**DIRECTIONS**
Copy out every line of the records below word for word, omitting the pictures.

**LISTED ENTRIES**
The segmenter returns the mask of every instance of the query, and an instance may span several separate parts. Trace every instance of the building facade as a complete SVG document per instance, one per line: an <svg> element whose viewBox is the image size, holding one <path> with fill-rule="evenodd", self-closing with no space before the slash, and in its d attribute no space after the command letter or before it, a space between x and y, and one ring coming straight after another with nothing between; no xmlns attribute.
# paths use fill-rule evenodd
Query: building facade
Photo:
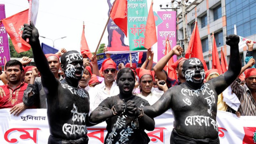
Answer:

**WRITTEN RESPONSE**
The segmenter returns the mask of every instance of the query, and an instance may span several separate parts. Trace every instance of the building facade as a complete SVG document per instance, one per line: an <svg> element whose viewBox is the image size, holding one <path> with fill-rule="evenodd", self-closing with no space before the slash, and in its d attribute no space after the command letter or before it, a space between x and y, and one ring coming straight after another with nothing between; no xmlns attribute.
# paths use fill-rule evenodd
Query: building facade
Photo:
Answer:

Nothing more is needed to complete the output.